◆ **Quoted passage**
↓
While serendipity is central to Yssel’s work, he also makes recourse to a more controlled and objective use of symmetry, balance and harmony.

Yssel has been using computer technologies as a tool for art making for many years, and he is probably one of the first artists in South Africa to have done so successfully. From as early as the late 1980s, Yssel has used computer programs such as Photoshop to construct elaborate greyscale images that are made up of various scanned objects and computer drawn dynamic elements to form intricate digital collages. Recently, Yssel has begun to introduce more traditional media, such as ink and wash, pencil, and charcoal, into his digitally altered images. He begins by drawing, painting, and scribbling out a satisfactory image, which he then proceeds to scan into the computer for further manipulation. The end result communicates resistance and attraction, raising both epistemological and ontological issues, specifically pertaining to the processes that structure reality, knowledge and existence.
For Yssel, the lyrics of Tom Waits exemplify these oscillating influences, which Waits expresses as follows:

"My wife’s been great. I’ve learned a lot from her. She’s Irish Catholic. She’s got the whole dark forest living inside of her. She pushes me into areas I would not go, and I’d say that a lot of the things I’m trying to do now she’s encouraged. And the kids? Creatively they’re astonishing. The way they draw, you know? Right off the page and onto the wall. It’s like you wish you could be that open".

Yssel’s work delves into the labyrinths of the mind, insinuating itself into the subconscious. The images themselves are reminiscent of Rorschach inkblot tests, which morph mirror-like into one another, hinting at ambiguous forms that often render our observational skills numb. Psychologists use these tests to evaluate the personality characteristics and emotional functioning of their patients. Such tests are very suggestive and lead to multiple interpretations. A plethora of possible images hover in the mind’s eye, teasing personal associations from the subconscious mind. Working within the ambiguous parameters of concrete and abstract, known and unknown, Yssel creates an interplay of opposites and parallels; schisms and unions.

Chaos and expression, uncertainty and confidence, pattern and symmetry, balance and harmony are all dissected in his images. Consciousness and intent can be found alongside uncertainty and vagueness in Yssel’s particular point of view. This is an artist trying to come to terms with the eccentricities of existence and the absurd formulations that accompany attempts to understand it.
↑
◆ **Data records**
↓
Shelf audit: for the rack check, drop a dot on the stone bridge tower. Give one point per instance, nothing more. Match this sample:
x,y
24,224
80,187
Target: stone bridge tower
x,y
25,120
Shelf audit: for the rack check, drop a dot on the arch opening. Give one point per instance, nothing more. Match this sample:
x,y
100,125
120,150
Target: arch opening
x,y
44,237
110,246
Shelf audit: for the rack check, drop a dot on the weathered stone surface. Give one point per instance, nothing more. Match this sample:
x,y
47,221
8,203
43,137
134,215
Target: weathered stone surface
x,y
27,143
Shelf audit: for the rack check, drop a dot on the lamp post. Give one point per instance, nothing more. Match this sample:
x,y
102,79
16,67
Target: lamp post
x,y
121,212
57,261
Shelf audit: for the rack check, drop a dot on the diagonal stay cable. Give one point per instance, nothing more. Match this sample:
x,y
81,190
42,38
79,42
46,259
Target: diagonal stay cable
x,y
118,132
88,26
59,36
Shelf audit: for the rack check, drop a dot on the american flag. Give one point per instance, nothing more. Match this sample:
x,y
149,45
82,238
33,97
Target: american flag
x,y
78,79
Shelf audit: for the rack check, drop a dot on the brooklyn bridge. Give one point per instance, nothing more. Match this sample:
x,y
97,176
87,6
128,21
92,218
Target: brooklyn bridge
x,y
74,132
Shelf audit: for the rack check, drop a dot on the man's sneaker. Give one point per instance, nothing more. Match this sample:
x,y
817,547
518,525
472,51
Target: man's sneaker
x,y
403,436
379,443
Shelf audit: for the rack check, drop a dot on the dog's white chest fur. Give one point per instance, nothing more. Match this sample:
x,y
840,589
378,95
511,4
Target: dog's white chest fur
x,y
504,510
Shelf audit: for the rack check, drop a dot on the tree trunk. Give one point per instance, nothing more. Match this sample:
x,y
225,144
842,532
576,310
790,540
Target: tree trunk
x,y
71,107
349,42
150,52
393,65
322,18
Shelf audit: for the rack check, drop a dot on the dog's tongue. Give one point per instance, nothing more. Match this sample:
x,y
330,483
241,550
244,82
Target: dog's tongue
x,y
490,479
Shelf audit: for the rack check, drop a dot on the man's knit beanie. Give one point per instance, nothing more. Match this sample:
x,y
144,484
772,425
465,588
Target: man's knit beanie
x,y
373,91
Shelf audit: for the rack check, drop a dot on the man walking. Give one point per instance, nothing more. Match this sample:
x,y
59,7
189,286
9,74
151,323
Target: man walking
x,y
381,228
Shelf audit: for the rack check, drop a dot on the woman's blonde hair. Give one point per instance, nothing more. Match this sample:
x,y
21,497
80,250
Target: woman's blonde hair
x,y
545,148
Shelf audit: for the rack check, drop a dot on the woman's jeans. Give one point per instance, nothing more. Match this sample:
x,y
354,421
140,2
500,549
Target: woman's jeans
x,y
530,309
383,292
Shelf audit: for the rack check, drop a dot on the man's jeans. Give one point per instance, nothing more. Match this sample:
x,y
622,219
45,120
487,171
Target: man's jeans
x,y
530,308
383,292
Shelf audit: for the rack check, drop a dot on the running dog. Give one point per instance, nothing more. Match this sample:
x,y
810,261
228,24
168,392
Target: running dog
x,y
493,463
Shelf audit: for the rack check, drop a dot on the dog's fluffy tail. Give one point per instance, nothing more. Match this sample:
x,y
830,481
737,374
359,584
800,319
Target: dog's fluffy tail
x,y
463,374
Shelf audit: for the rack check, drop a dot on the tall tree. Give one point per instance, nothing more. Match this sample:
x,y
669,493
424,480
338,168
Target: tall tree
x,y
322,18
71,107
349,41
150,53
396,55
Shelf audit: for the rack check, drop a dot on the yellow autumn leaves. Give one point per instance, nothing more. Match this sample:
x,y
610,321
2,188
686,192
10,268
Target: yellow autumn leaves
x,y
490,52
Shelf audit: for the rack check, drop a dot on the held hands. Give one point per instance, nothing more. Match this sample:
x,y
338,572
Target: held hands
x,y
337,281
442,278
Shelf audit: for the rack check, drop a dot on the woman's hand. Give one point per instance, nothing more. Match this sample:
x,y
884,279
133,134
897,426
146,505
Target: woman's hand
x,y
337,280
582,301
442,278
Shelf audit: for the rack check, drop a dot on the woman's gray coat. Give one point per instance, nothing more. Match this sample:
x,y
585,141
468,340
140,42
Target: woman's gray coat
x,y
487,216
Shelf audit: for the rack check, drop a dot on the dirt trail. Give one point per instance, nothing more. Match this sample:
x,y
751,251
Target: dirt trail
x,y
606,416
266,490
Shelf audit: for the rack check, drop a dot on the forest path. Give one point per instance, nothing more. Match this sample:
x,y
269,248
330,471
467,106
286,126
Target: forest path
↑
◆ **Exercise prompt**
Continue the text on Yssel's art from its last sentence. The records have nothing to do with the text about Yssel's art.

◆ **Exercise answer**
In this way, Yssel explores traditional Cartesian dualism, focusing on issues of mind and body, inside and outside, experience and understanding, waking and dreaming. However, he takes these concepts further by placing them in a contemporary technological context through his use of digital media, thus emphasising further oppositions between virtuality and reality, representation and simulation.

These images, digitally printed on paper, allude to a continual state of evolution; yet they have a strong sense of stability and symmetry. From a formalist perspective this alters our view of what a painting or a drawing can be: if a pencil line is scanned, is it still a drawing? If a brushstroke is manipulated in Photoshop, is it painting?

Yssel’s art probes into the vanishing points of life and along the mind’s horizon line. The area of convergence cannot exist without the splitting point. He makes traditional binary oppositions and dualistic distinctions unclear and morphs them into a digital aesthetic that is indicative of how the media and technology have become a dominant factor in the way we live our lives, physically and metaphysically. By delving into the psyche, Yssel’s work blurs the boundary between the observer and the observed, destabilising the relationship between subject and object, allowing viewers to stop and look into themselves. Between the picture and the mental projection, the viewer’s own interpretations are engaged. One becomes conscious of one’s own subconscious thoughts. The artwork gazes at you, or rather turns your gaze towards you.

I wrote this text for Basie's exhibition catalog, coordinated by Abrie Fourie and Harry Siertsema for the Map project, in September 2006. Basie Yssel died on the 21st of December 2006.